### 抜粋本文
··········
加Absolute、モバイルコンピュータの追跡・管理・保護サービスを日本市場で本格展開

日本語版サービスを提供開始、東京に国内オフィスも

Absolute グローバル・コーポレート デベロップメント担当バイスプレジデントのウィリアム・パウンド氏
Absolute カントリーセールスマネージャーの田北幸治氏

 加Absolute Software Corporation(以下、Absolute)は9月30日、国際的な事業展開を拡大し、モバイルコンピュータの追跡・管理・保護サービス「Computrace」の日本語版を同日より提供開始すると発表した。また、日本市場への本格参入にあわせて、東京に新たなリージョナルオフィスを開設し、アジア市場進出の拠点として事業展開していく。

 Computraceは、企業内で利用されているモバイルコンピュータを追跡、管理、保護することができるSaaS型サービス。主要メーカーのモバイルコンピュータのBIOSファームウェアに組み込まれているComputrace Agentを有効化することでサービスの利用が可能となる。これにより、モバイルコンピュータの利用状況を可視化し、1カ所ですべての資産を管理できるほか、遠隔地からのデータ消去や、万が一の盗難・紛失時には回収サービスも提供する。
··········
### 演習データ
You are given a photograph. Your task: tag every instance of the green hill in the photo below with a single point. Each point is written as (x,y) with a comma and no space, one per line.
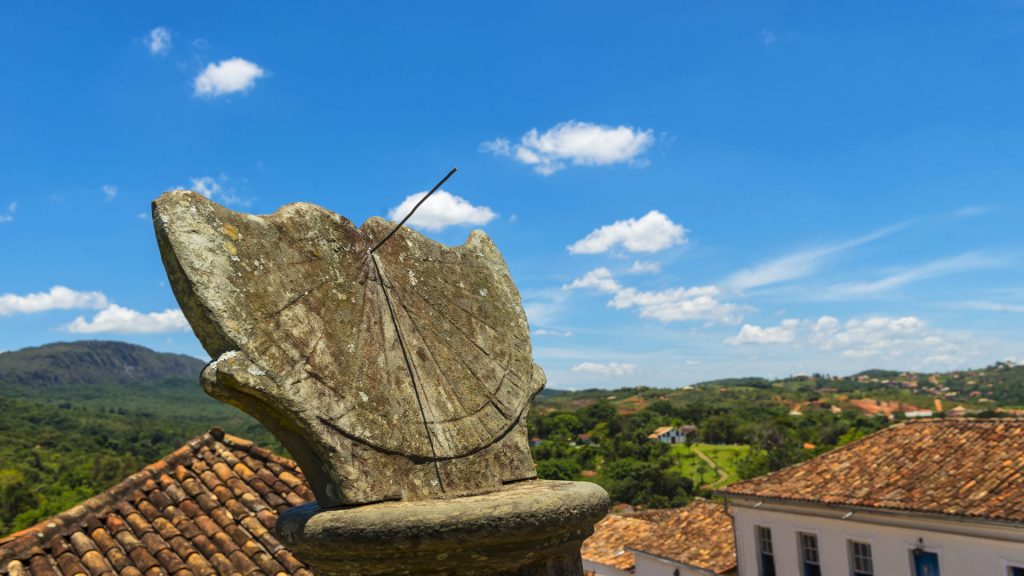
(77,417)
(83,364)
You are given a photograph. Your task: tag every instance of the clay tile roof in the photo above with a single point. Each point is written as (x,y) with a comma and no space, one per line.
(952,466)
(607,544)
(699,535)
(208,507)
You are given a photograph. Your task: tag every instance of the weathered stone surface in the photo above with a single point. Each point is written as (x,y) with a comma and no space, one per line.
(402,374)
(531,528)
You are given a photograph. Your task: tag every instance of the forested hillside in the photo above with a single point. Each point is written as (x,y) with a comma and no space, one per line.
(75,418)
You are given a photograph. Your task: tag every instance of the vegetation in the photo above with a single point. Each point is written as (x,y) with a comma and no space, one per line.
(78,418)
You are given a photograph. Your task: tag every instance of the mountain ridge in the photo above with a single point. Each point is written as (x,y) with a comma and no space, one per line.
(93,362)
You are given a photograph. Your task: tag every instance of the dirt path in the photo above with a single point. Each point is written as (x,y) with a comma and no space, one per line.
(723,476)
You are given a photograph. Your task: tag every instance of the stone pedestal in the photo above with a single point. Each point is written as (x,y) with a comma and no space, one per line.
(531,528)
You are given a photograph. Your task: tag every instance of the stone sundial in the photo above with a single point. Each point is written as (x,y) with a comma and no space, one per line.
(399,374)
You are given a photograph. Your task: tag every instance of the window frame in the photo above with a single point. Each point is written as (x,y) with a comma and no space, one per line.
(869,558)
(808,554)
(763,535)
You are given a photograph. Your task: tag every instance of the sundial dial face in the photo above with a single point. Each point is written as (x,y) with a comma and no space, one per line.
(404,373)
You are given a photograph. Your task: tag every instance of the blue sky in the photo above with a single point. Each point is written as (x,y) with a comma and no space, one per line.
(692,191)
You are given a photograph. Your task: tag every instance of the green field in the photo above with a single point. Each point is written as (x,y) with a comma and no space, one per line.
(726,456)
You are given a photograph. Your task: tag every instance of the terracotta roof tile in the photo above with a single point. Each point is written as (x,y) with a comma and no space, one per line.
(207,508)
(698,535)
(607,544)
(953,466)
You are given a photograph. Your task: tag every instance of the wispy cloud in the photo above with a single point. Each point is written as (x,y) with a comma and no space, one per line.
(907,339)
(972,211)
(954,264)
(751,334)
(609,369)
(126,321)
(579,144)
(442,210)
(57,297)
(555,333)
(672,304)
(159,41)
(986,305)
(798,264)
(651,233)
(214,190)
(227,77)
(640,266)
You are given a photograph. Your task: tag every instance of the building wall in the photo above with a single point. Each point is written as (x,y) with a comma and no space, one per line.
(964,547)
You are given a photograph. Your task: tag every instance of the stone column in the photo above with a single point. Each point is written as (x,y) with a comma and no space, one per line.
(397,372)
(532,528)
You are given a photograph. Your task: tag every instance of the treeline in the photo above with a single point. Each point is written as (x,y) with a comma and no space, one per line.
(55,455)
(640,471)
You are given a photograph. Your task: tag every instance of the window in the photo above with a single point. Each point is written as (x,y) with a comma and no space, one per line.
(860,559)
(810,560)
(765,552)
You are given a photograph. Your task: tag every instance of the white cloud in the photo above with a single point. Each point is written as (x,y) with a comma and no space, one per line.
(212,189)
(556,333)
(798,264)
(498,147)
(750,334)
(645,268)
(126,321)
(610,369)
(58,297)
(972,211)
(227,77)
(673,304)
(882,337)
(679,304)
(600,279)
(440,211)
(159,41)
(651,233)
(580,144)
(987,305)
(954,264)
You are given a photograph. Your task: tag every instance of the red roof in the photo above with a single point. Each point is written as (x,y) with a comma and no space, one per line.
(698,535)
(953,466)
(209,507)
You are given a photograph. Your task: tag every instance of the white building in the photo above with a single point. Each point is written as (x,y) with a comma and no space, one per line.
(928,497)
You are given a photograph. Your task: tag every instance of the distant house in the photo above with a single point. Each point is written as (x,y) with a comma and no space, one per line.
(673,435)
(956,412)
(694,540)
(925,497)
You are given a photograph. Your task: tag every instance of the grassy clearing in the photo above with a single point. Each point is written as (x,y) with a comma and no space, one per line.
(726,456)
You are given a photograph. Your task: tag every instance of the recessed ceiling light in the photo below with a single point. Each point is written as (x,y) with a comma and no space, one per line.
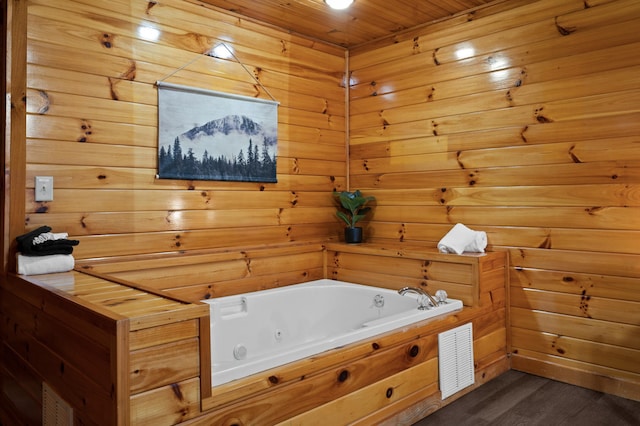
(338,4)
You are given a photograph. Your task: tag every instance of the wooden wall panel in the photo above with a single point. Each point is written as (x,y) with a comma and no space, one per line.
(92,117)
(523,124)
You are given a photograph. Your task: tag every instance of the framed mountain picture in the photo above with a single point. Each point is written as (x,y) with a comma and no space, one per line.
(207,135)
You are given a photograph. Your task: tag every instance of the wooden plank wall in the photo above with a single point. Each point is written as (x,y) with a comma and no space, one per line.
(92,118)
(523,124)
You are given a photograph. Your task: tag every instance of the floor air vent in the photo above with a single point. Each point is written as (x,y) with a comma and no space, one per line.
(455,350)
(55,410)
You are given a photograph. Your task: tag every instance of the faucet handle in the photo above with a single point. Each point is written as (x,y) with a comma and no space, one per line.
(441,296)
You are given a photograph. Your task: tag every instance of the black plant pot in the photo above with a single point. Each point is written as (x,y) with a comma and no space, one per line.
(353,235)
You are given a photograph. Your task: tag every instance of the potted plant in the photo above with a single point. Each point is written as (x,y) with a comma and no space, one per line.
(352,209)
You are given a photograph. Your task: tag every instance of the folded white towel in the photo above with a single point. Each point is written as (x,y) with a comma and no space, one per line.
(460,239)
(35,265)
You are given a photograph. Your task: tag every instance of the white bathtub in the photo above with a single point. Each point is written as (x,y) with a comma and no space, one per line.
(257,331)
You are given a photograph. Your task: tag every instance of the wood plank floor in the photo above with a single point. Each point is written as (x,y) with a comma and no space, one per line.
(516,398)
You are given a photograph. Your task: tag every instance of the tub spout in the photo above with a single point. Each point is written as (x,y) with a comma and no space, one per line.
(420,292)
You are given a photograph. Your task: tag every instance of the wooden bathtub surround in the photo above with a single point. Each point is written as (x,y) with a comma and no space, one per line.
(107,349)
(153,349)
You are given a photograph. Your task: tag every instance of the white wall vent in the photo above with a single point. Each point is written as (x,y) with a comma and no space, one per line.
(55,410)
(455,350)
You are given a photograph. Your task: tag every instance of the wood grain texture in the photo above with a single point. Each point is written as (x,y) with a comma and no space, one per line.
(92,116)
(520,125)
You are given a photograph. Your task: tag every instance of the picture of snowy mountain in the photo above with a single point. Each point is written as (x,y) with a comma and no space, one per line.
(206,135)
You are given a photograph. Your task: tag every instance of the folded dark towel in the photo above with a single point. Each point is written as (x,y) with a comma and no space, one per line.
(27,247)
(46,248)
(27,239)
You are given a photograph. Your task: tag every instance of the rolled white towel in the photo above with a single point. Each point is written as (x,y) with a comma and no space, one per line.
(460,239)
(35,265)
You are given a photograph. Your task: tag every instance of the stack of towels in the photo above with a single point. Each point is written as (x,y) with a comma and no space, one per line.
(44,252)
(460,239)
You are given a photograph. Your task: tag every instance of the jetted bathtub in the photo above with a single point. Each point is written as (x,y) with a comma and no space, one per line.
(256,331)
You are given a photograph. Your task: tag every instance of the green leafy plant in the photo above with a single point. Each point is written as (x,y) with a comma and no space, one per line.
(352,206)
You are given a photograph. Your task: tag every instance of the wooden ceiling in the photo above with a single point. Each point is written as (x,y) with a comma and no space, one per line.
(362,22)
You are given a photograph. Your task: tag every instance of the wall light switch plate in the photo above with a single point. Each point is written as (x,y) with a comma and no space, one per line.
(44,188)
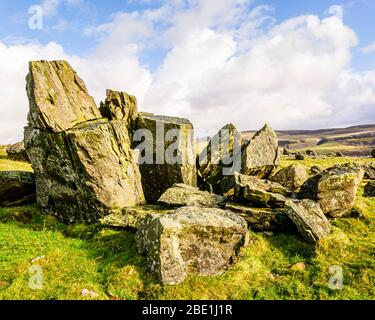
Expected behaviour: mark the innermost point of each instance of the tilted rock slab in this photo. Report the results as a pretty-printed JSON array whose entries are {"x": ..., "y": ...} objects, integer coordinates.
[
  {"x": 262, "y": 219},
  {"x": 335, "y": 190},
  {"x": 181, "y": 195},
  {"x": 17, "y": 188},
  {"x": 163, "y": 173},
  {"x": 309, "y": 219},
  {"x": 84, "y": 173},
  {"x": 58, "y": 97},
  {"x": 291, "y": 177},
  {"x": 193, "y": 240},
  {"x": 261, "y": 192},
  {"x": 214, "y": 159}
]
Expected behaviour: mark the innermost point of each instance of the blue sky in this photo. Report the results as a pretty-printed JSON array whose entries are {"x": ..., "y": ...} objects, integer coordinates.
[{"x": 294, "y": 64}]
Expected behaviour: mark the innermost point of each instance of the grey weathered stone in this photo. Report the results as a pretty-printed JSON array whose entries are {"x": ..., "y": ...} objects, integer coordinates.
[
  {"x": 291, "y": 177},
  {"x": 216, "y": 157},
  {"x": 17, "y": 188},
  {"x": 58, "y": 98},
  {"x": 335, "y": 189},
  {"x": 260, "y": 154},
  {"x": 84, "y": 173},
  {"x": 369, "y": 190},
  {"x": 181, "y": 195},
  {"x": 131, "y": 217},
  {"x": 309, "y": 219},
  {"x": 17, "y": 152},
  {"x": 193, "y": 240},
  {"x": 165, "y": 169},
  {"x": 262, "y": 219},
  {"x": 261, "y": 192},
  {"x": 121, "y": 106}
]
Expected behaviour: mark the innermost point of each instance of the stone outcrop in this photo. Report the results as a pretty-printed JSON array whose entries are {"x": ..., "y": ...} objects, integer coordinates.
[
  {"x": 132, "y": 217},
  {"x": 309, "y": 219},
  {"x": 58, "y": 98},
  {"x": 261, "y": 154},
  {"x": 262, "y": 219},
  {"x": 202, "y": 241},
  {"x": 166, "y": 168},
  {"x": 291, "y": 177},
  {"x": 260, "y": 192},
  {"x": 181, "y": 195},
  {"x": 17, "y": 188},
  {"x": 218, "y": 156},
  {"x": 335, "y": 189},
  {"x": 369, "y": 190},
  {"x": 17, "y": 152},
  {"x": 84, "y": 169}
]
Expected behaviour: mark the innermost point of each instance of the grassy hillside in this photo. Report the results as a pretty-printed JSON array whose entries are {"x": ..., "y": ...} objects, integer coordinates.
[{"x": 105, "y": 261}]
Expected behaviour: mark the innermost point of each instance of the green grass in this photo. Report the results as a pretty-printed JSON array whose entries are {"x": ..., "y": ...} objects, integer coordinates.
[{"x": 105, "y": 261}]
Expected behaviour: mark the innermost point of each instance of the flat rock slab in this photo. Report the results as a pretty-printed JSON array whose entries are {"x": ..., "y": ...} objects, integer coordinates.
[
  {"x": 335, "y": 189},
  {"x": 58, "y": 97},
  {"x": 261, "y": 192},
  {"x": 17, "y": 188},
  {"x": 131, "y": 217},
  {"x": 262, "y": 219},
  {"x": 309, "y": 219},
  {"x": 181, "y": 195},
  {"x": 193, "y": 240}
]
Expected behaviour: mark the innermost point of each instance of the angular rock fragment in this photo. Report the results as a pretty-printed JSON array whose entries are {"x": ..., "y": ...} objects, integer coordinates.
[
  {"x": 58, "y": 98},
  {"x": 181, "y": 195},
  {"x": 218, "y": 157},
  {"x": 171, "y": 154},
  {"x": 335, "y": 190},
  {"x": 84, "y": 173},
  {"x": 262, "y": 219},
  {"x": 309, "y": 219},
  {"x": 17, "y": 188},
  {"x": 131, "y": 217},
  {"x": 260, "y": 192},
  {"x": 291, "y": 177},
  {"x": 193, "y": 240},
  {"x": 17, "y": 152}
]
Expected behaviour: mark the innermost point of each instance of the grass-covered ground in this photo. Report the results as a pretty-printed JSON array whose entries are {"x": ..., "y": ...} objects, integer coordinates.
[{"x": 105, "y": 261}]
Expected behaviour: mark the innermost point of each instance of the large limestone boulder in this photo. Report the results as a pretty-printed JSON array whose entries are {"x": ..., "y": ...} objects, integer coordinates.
[
  {"x": 17, "y": 188},
  {"x": 170, "y": 142},
  {"x": 132, "y": 217},
  {"x": 181, "y": 195},
  {"x": 85, "y": 172},
  {"x": 309, "y": 219},
  {"x": 261, "y": 154},
  {"x": 58, "y": 97},
  {"x": 291, "y": 177},
  {"x": 218, "y": 157},
  {"x": 17, "y": 152},
  {"x": 262, "y": 219},
  {"x": 121, "y": 106},
  {"x": 335, "y": 189},
  {"x": 193, "y": 240},
  {"x": 260, "y": 192}
]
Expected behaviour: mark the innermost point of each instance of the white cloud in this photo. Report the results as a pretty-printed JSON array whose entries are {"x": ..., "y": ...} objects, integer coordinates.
[
  {"x": 369, "y": 49},
  {"x": 225, "y": 64}
]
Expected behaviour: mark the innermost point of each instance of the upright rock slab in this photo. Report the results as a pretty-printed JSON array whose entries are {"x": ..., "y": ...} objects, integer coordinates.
[
  {"x": 309, "y": 219},
  {"x": 335, "y": 189},
  {"x": 58, "y": 97},
  {"x": 201, "y": 241},
  {"x": 17, "y": 188},
  {"x": 217, "y": 157},
  {"x": 171, "y": 154},
  {"x": 261, "y": 154}
]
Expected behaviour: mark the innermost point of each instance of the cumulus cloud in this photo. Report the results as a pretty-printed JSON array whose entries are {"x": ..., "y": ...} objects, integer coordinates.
[{"x": 232, "y": 63}]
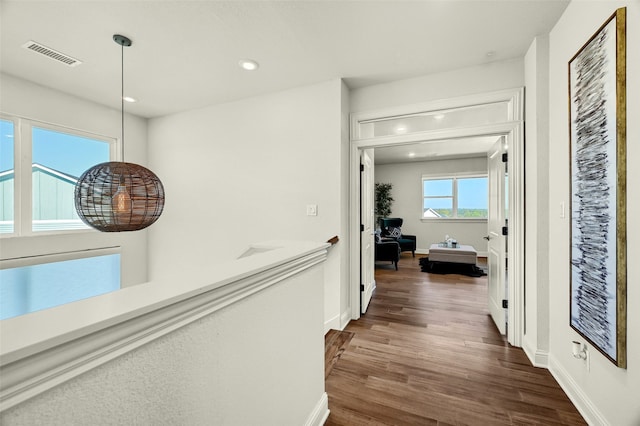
··········
### 課題一覧
A: Absoluteの記事を、「Absolute グローバル・コーポレート デベロップメント担当バイスプレジデントのウィリアム・パウンド氏」を含む箇所から書き始め、「には回収サービスも提供する。」の後で終えて、一字一句そのまま書き写しなさい。
B: Absoluteの記事によると、東京に開設される新しいリージョナルオフィスは、何の拠点として事業展開していくとされていますか。
C: Absoluteの記事の続きを、最後の文の後から書きなさい。
データの行は、ここでは使いません。

### 課題別の解答
A:
Absolute グローバル・コーポレート デベロップメント担当バイスプレジデントのウィリアム・パウンド氏
Absolute カントリーセールスマネージャーの田北幸治氏

 加Absolute Software Corporation(以下、Absolute)は9月30日、国際的な事業展開を拡大し、モバイルコンピュータの追跡・管理・保護サービス「Computrace」の日本語版を同日より提供開始すると発表した。また、日本市場への本格参入にあわせて、東京に新たなリージョナルオフィスを開設し、アジア市場進出の拠点として事業展開していく。

 Computraceは、企業内で利用されているモバイルコンピュータを追跡、管理、保護することができるSaaS型サービス。主要メーカーのモバイルコンピュータのBIOSファームウェアに組み込まれているComputrace Agentを有効化することでサービスの利用が可能となる。これにより、モバイルコンピュータの利用状況を可視化し、1カ所ですべての資産を管理できるほか、遠隔地からのデータ消去や、万が一の盗難・紛失時には回収サービスも提供する。

B: アジア市場進出の拠点です。

C:
 Absolute グローバル・コーポレート デベロップメント担当バイスプレジデントのウィリアム・パウンド氏は、日本市場への参入について、「現在、ワールドワイドでモバイルコンピュータの利用が拡大しているが、これにともないエンドポイントのデータ保護がさらに重要視されている。その中で、Computraceは、モバイルコンピュータを管理、保護するためのベストソリューションであり、2005年からBIOSファームウェアの組み込みを開始して以来、急速にビジネスが成長している。今回、この成長をさらに加速させるために、東京に拠点を開設し、日本市場でも本格的にサービス提供を開始する」と説明している。

 また、日本市場におけるサービス展開について、Absolute カントリーセールスマネージャーの田北幸治氏は、「現在、国内のディストリビュータやSIer、コンサルティング会社など複数社とComputraceのリセラー契約を進めている。すでに契約が決まっているリセラーもあり、サービス開始に向けて準備している段階。当面は、Absoluteの国内拠点が窓口となってサービス提供していくが、リセラーからのサービスが本格的に始まった後は、リセラー経由でのサービス提供が中心になるだろう」としている。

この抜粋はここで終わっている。